» Record excerpts:
** Start **
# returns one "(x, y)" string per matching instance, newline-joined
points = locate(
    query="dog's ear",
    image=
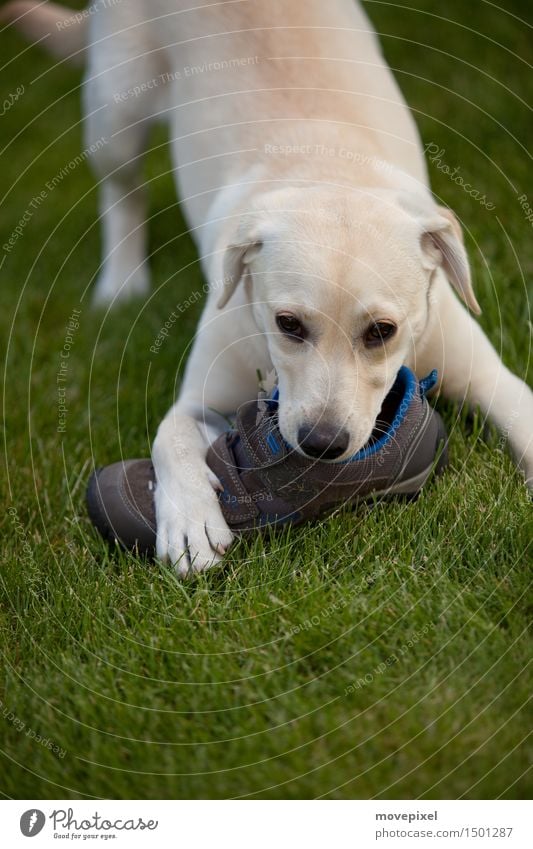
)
(236, 260)
(442, 244)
** End **
» Problem details: Present every line of the records above as a numbered list, skipping any blank lines. Leave the picture out.

» Result for this exercise:
1. # returns one "(x, y)" string per matching instance, newline-joined
2. points = locate(
3.     query="dog's ear",
4.     image=
5. )
6. (236, 260)
7. (442, 244)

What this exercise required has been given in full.